What needs to be done: Copy out the stretch of rows from the line containing "Could you please outline every instance of the woman?" through the line containing "M 250 32 L 232", character for character, including both of those lines.

Picture annotation rows:
::::::::::

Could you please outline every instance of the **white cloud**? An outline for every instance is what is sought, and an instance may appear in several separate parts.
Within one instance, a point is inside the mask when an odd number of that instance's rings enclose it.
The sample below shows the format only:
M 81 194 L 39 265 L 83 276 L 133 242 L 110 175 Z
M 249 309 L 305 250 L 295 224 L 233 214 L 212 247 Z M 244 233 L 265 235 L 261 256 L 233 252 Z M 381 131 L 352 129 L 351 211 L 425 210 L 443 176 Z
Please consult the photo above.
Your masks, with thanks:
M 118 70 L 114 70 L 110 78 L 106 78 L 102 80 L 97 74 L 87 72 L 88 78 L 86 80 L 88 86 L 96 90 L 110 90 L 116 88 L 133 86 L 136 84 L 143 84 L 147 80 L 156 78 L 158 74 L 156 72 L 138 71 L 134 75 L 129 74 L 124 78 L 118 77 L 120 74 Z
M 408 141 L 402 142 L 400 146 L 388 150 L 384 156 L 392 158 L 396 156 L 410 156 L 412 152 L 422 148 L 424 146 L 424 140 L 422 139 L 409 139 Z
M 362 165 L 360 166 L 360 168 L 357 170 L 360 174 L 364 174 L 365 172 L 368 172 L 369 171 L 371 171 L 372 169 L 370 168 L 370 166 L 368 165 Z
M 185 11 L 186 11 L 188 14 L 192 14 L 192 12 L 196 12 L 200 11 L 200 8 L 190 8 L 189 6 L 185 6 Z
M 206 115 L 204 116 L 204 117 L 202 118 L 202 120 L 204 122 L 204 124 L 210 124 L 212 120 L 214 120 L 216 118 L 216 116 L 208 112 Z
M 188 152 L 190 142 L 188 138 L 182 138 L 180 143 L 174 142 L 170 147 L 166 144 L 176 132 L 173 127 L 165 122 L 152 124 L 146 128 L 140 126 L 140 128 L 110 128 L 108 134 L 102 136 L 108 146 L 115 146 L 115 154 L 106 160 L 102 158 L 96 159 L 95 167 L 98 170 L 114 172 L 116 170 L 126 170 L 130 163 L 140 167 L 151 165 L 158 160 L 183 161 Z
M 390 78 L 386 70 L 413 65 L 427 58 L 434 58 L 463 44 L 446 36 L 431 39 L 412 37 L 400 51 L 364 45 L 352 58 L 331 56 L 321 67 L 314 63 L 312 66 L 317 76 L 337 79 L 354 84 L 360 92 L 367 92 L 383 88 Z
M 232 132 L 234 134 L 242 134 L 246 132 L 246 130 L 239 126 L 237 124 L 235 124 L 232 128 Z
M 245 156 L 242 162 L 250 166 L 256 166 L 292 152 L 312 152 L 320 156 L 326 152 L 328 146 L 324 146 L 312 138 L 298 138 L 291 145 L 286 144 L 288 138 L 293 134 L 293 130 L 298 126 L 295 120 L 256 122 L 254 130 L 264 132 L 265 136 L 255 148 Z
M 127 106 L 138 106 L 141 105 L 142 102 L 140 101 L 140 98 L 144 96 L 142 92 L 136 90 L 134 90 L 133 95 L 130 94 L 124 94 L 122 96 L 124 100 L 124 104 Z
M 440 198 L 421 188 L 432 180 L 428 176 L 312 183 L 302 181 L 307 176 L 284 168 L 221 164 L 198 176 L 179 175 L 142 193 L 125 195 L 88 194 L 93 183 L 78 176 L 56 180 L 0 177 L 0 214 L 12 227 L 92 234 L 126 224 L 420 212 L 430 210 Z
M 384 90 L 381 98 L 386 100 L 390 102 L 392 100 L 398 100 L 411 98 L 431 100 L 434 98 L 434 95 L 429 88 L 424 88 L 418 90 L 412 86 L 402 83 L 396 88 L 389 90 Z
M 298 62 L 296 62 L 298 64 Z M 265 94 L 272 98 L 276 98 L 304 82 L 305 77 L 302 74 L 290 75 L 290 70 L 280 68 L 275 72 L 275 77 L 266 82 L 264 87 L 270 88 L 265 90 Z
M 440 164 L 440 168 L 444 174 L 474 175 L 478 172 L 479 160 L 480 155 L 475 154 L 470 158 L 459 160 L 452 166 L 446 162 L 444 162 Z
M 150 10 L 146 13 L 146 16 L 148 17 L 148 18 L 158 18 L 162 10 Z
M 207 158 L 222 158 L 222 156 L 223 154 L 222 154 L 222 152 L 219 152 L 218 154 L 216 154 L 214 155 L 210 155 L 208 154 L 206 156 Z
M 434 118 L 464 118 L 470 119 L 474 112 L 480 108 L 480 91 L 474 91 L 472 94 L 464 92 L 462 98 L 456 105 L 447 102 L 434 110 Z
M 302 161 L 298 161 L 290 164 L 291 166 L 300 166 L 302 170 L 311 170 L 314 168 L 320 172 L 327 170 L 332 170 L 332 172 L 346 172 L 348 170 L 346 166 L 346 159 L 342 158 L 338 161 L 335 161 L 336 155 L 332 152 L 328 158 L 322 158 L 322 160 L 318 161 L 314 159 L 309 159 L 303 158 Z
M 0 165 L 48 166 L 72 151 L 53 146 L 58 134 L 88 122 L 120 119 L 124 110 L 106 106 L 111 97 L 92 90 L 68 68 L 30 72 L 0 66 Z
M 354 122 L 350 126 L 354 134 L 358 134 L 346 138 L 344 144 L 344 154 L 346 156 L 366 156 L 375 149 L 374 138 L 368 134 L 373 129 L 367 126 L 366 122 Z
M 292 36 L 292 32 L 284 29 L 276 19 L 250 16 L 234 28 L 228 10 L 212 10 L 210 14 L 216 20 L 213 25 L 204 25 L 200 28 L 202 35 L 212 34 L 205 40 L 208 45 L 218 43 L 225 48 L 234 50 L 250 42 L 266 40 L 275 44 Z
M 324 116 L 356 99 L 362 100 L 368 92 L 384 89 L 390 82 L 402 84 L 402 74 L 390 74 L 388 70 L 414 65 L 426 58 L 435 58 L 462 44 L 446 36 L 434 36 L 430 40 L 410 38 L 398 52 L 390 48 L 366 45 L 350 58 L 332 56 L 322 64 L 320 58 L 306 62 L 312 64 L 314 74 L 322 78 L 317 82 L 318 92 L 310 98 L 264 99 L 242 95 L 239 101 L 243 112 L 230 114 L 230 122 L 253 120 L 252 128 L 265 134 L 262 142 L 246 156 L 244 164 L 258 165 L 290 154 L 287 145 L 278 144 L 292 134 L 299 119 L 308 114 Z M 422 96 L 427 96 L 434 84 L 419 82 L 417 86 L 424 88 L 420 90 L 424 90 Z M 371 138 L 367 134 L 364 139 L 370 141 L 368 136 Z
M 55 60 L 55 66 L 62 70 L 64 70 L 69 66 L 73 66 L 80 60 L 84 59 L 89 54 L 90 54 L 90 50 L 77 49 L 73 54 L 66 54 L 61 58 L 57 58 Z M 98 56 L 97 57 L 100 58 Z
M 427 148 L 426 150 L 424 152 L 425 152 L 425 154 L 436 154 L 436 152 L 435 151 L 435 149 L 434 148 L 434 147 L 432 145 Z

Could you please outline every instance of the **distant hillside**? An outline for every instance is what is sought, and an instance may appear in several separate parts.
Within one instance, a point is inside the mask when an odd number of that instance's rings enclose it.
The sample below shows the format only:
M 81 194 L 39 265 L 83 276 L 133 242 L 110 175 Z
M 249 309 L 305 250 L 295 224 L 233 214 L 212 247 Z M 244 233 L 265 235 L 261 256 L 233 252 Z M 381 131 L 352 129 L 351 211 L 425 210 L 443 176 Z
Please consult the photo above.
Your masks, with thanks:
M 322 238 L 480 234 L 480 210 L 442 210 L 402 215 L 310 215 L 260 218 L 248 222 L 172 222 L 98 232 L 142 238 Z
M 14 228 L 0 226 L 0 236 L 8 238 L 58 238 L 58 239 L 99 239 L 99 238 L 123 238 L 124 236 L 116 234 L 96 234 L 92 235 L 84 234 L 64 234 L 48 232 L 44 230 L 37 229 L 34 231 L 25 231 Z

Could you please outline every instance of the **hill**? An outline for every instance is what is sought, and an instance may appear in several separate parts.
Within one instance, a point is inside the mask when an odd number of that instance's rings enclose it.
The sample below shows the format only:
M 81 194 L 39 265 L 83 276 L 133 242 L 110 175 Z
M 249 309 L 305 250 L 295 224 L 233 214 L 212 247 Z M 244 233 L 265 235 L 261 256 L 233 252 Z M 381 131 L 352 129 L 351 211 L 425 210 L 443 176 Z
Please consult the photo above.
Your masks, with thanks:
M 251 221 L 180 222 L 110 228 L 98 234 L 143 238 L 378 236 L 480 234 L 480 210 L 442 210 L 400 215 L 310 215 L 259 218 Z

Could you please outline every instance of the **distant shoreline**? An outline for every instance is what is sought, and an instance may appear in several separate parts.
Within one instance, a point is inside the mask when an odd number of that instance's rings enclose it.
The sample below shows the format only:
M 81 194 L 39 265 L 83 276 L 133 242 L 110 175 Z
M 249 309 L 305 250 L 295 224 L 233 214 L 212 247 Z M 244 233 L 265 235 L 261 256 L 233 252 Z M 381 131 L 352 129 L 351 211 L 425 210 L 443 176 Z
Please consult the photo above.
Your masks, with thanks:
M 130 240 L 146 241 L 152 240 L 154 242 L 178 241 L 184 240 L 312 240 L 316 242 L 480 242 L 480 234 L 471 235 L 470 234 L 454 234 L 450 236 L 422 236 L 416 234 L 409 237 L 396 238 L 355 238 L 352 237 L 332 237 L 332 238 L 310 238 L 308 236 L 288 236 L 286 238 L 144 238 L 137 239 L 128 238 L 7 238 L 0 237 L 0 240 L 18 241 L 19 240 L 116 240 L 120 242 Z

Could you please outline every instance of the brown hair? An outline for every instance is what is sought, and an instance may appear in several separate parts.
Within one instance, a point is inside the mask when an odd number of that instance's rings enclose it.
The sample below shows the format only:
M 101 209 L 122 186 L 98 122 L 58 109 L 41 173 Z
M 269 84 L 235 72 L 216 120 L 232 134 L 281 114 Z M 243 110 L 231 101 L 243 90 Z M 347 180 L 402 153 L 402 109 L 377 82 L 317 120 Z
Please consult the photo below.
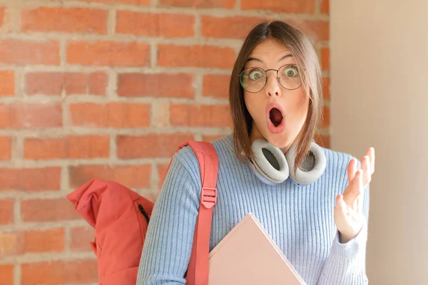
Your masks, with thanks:
M 266 39 L 277 39 L 283 43 L 292 54 L 297 64 L 302 71 L 305 71 L 305 77 L 307 78 L 308 86 L 303 84 L 302 88 L 305 93 L 307 88 L 309 88 L 310 100 L 305 124 L 296 138 L 295 173 L 309 152 L 322 114 L 322 76 L 317 53 L 309 39 L 300 30 L 283 21 L 265 21 L 255 26 L 247 36 L 235 63 L 229 87 L 235 152 L 242 162 L 245 157 L 254 159 L 250 140 L 253 118 L 245 107 L 239 74 L 253 50 Z

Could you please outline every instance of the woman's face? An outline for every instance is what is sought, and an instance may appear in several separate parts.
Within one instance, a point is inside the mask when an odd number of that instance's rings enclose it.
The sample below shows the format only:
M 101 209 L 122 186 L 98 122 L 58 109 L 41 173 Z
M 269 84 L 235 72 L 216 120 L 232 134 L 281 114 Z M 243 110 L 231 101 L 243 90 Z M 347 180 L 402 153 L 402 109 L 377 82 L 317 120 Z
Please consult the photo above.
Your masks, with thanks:
M 272 39 L 258 44 L 248 59 L 244 68 L 259 67 L 265 71 L 276 70 L 284 65 L 296 64 L 284 44 Z M 297 71 L 292 66 L 287 66 L 282 71 L 278 77 L 281 77 L 281 83 L 286 87 L 295 84 L 296 81 L 300 82 L 295 76 L 297 72 L 302 72 L 300 69 Z M 266 85 L 261 90 L 250 93 L 244 89 L 245 105 L 253 118 L 250 140 L 253 142 L 255 139 L 264 138 L 285 153 L 305 123 L 310 97 L 304 93 L 303 86 L 295 90 L 287 90 L 281 86 L 275 71 L 268 71 L 267 74 Z M 245 80 L 257 80 L 260 77 L 257 71 L 247 75 Z

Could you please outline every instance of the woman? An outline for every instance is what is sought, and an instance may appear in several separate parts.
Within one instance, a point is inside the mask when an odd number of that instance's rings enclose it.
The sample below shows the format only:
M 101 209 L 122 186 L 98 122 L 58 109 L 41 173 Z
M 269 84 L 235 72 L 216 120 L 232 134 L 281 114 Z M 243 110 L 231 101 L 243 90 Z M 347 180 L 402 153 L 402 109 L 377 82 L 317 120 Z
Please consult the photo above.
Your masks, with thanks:
M 250 32 L 232 73 L 233 134 L 213 142 L 219 172 L 210 250 L 252 212 L 307 284 L 364 284 L 374 150 L 360 162 L 315 143 L 321 82 L 300 31 L 277 21 Z M 185 283 L 200 187 L 185 147 L 153 209 L 138 284 Z

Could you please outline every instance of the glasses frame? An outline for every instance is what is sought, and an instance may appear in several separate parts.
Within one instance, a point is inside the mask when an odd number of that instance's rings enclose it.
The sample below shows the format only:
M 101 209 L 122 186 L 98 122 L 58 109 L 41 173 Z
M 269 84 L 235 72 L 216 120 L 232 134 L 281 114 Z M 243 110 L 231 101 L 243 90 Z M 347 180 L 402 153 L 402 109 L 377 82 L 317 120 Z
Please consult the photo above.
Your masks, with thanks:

::::::::::

Solution below:
Could you please outline every instance of the woman? An outline for every instance is what is sought, and an instance may appear in several separate parts.
Within one instance, a point is inside the mask when an odd number of that instance's rings enclose it.
The sample below shows the format only:
M 101 209 L 122 186 L 98 122 L 58 109 L 41 173 Z
M 269 84 L 235 72 L 216 120 L 232 134 L 281 114 Z M 243 110 L 231 101 L 243 90 Z M 347 180 L 402 153 L 402 109 L 377 82 L 317 120 Z
Please consult the photo above.
Your masks, with thanks:
M 250 32 L 232 73 L 233 134 L 213 142 L 219 172 L 210 250 L 252 212 L 307 284 L 364 284 L 374 150 L 360 162 L 315 143 L 321 82 L 300 31 L 277 21 Z M 185 283 L 200 187 L 185 147 L 153 209 L 138 284 Z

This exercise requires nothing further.